(GIVEN REQUEST 1):
From the piece on self-worth and needs, reproduce word for word the part that opens with the words containing "- I need things." and closes with "do you need?".
(GIVEN REQUEST 2):
In the piece on self-worth and needs, which podcast does Natalie K. Miller host?

(SOURCE PASSAGE):
==============================
What Do You Want?
Do you ever question your self-worth or needs? Do you ever downplay your gifts, your abilities, or your successes? It can be so hard to own your talents and live fully and freely in them. Simultaneously, it can be a challenge to voice our needs to those around us.
Today I’m deep-diving into a conversation that originated from a question my own coach asked me. My coach, Natalie K. Miller, host of the Mind Witchery podcast, asked me recently, “When did you stop believing that you needed things?” This led me into some deep self-exploration and realization that I’m going to share with you today.
MORE DETAILS
My Realizations:
I was able to articulate a dichotomy and two things that are pulling at each other in the way that I’ve been approaching my career and my life.
The realizations I had during my discussion with Natalie were:
- I am extraordinary.
- I have a hard time owning it.
- Since I can do so many things, I believe that I need to do everything myself.
- I need things.
I have an incredibly hard time owning how extraordinary I am and how extraordinary my accomplishments are. Realizing I need things was a huge revelation for me.
3 Questions to ask yourself:
- What do you want?
- What do you need?
- How do you want it to feel?
The big picture here is to help you own and answer those questions.
Stories from my own clients:
I’m sharing 3 stories from my own clients who asked themselves these 3 questions.
Client 1:
This client was in the market for a new job and was having a hard time committing to applying and putting herself out there, so I led her through answering these three questions.
==============================
(Dataset rows showing where objects appear)
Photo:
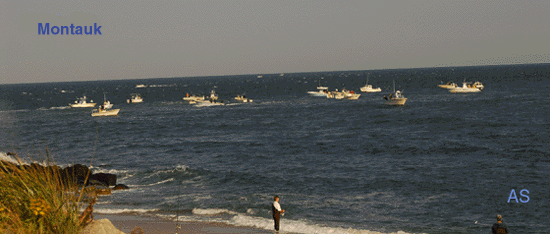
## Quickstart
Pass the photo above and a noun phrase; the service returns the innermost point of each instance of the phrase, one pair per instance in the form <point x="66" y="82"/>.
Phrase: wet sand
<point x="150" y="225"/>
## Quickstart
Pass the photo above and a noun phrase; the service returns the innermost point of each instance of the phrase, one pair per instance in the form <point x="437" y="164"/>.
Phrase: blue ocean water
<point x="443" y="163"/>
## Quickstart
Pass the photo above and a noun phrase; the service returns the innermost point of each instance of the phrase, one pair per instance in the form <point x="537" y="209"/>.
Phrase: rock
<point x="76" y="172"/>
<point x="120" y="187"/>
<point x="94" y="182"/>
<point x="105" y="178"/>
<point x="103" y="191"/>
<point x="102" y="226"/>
==============================
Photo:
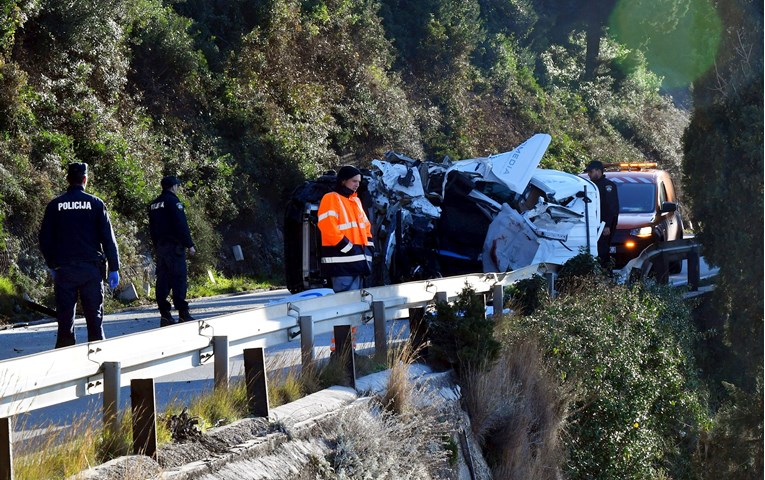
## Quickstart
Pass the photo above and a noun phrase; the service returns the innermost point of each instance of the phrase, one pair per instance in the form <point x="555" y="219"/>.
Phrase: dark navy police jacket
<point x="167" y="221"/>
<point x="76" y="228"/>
==============================
(CORRECT RESULT 1):
- I need things.
I have an incredibly hard time owning how extraordinary I am and how extraordinary my accomplishments are. Realizing I need things was a huge revelation for me.
3 Questions to ask yourself:
- What do you want?
- What do you need?

(CORRECT RESULT 2):
Mind Witchery